**What you have to do**
First find the line with "Query: license plate" in the entries below, then set down exactly every line through the line with "Reviewer note: verify that every instance of the windshield", that line included.

═══

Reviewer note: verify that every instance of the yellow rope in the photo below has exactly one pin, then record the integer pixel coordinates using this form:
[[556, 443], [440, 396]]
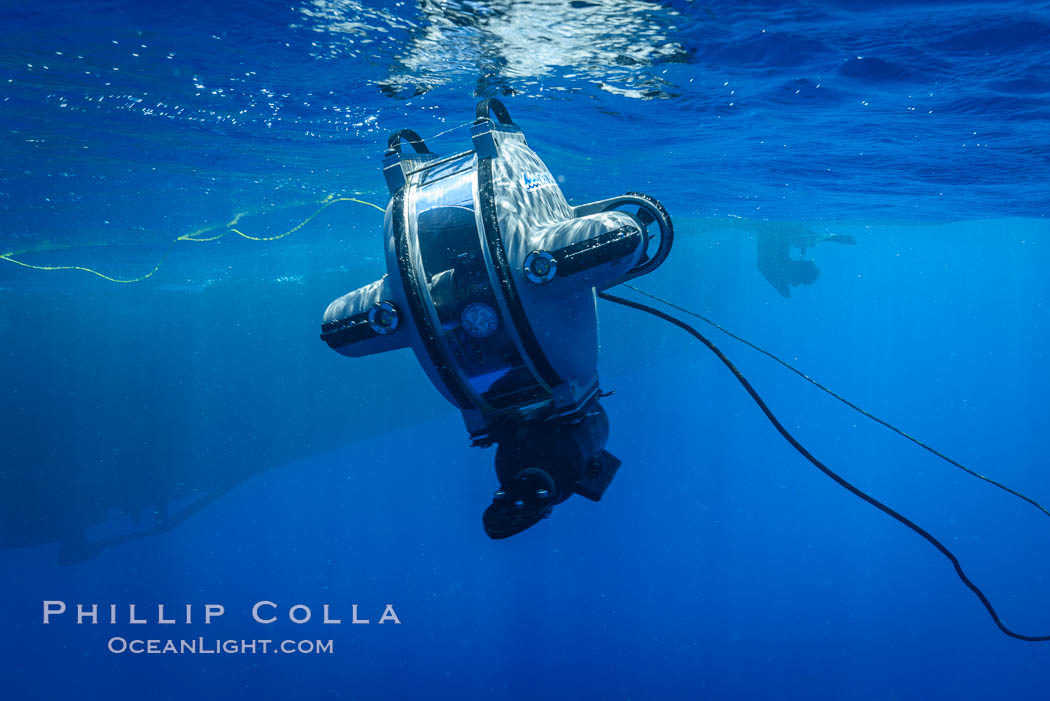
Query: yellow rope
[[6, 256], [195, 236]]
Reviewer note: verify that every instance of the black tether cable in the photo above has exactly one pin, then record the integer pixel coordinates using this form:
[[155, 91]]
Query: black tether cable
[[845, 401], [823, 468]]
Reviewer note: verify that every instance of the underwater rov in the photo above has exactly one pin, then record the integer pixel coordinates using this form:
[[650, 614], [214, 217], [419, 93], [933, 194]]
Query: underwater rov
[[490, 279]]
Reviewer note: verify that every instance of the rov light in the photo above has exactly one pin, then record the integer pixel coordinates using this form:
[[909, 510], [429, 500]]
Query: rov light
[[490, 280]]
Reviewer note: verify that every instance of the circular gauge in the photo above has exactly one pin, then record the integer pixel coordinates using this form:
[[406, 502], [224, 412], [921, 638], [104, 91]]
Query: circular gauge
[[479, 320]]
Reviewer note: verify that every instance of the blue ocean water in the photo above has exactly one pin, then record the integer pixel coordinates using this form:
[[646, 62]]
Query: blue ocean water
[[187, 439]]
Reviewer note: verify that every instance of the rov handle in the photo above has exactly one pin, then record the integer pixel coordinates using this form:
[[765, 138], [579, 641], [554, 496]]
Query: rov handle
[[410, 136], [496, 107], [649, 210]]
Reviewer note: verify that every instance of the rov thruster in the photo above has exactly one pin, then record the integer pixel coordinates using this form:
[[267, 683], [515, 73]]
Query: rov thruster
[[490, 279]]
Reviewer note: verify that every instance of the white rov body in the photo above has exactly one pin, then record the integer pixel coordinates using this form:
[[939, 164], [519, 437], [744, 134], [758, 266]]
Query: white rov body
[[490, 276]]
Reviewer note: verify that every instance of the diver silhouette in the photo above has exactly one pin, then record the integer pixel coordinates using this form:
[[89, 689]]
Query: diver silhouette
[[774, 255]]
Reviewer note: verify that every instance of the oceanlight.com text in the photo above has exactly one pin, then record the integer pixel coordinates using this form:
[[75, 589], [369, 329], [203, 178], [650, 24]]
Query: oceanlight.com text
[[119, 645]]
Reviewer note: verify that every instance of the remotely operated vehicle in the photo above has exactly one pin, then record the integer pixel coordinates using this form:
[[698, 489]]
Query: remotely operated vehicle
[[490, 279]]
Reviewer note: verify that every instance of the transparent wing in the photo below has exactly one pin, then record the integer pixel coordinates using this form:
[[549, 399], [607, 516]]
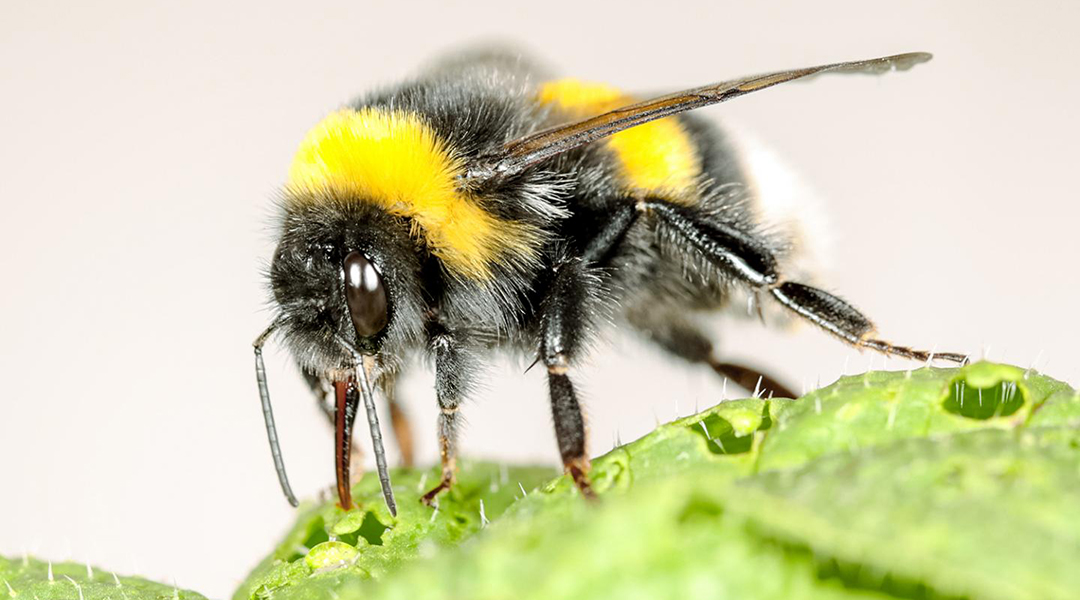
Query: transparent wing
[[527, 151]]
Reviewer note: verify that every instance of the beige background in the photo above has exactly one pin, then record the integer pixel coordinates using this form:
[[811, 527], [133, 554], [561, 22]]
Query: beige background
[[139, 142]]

═══

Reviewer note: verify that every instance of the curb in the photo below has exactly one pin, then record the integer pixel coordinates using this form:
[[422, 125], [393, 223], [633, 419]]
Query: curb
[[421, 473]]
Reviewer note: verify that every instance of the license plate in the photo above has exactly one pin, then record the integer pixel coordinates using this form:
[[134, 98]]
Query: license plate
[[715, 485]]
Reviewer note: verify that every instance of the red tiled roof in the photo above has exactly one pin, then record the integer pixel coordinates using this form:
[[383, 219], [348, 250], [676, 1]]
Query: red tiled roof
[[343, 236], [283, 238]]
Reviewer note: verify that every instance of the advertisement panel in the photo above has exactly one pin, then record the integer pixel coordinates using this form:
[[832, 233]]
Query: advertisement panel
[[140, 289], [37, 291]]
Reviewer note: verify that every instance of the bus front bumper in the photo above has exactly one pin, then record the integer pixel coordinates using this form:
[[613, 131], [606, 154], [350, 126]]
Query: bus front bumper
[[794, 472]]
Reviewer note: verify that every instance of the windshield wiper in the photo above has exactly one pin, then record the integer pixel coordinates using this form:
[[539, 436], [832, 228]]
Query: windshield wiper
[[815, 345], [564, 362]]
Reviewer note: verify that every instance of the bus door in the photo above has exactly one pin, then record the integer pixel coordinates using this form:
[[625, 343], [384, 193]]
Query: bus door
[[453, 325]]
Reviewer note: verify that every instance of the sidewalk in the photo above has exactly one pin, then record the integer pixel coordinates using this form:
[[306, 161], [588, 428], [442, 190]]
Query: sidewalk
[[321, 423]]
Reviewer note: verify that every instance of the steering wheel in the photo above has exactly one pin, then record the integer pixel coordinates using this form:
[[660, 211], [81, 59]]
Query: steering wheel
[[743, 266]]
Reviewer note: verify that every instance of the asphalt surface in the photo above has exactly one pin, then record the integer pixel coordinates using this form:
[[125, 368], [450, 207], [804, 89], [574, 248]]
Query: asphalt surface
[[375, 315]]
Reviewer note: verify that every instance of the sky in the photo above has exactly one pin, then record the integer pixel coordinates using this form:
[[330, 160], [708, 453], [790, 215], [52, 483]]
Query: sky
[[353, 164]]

═══

**Answer to the problem**
Query: license plate
[[715, 485]]
Reviewer note: verify that every instance of the red tiled roof in the photo above has exactly one pin, then record the integer pixel coordinates using this form:
[[383, 219], [348, 250], [676, 1]]
Query: red tiled roof
[[343, 236], [283, 238]]
Reviewer note: verify that every instance of the advertisement panel in the photo above has exactly one pin, then record the integer pixel coordinates using this form:
[[832, 233]]
Query: advertisement panel
[[140, 289], [37, 291]]
Reviewer note: verify that every instance of the bus front bumper in the photo above has exactly one pin, then record the integer pixel coordinates using this form:
[[613, 131], [606, 154], [350, 126]]
Query: bus front bumper
[[794, 472]]
Reviewer note: verify that every instance of the windshield wiper in the photo above has exactly one pin, then record the integer pixel coordinates using this form:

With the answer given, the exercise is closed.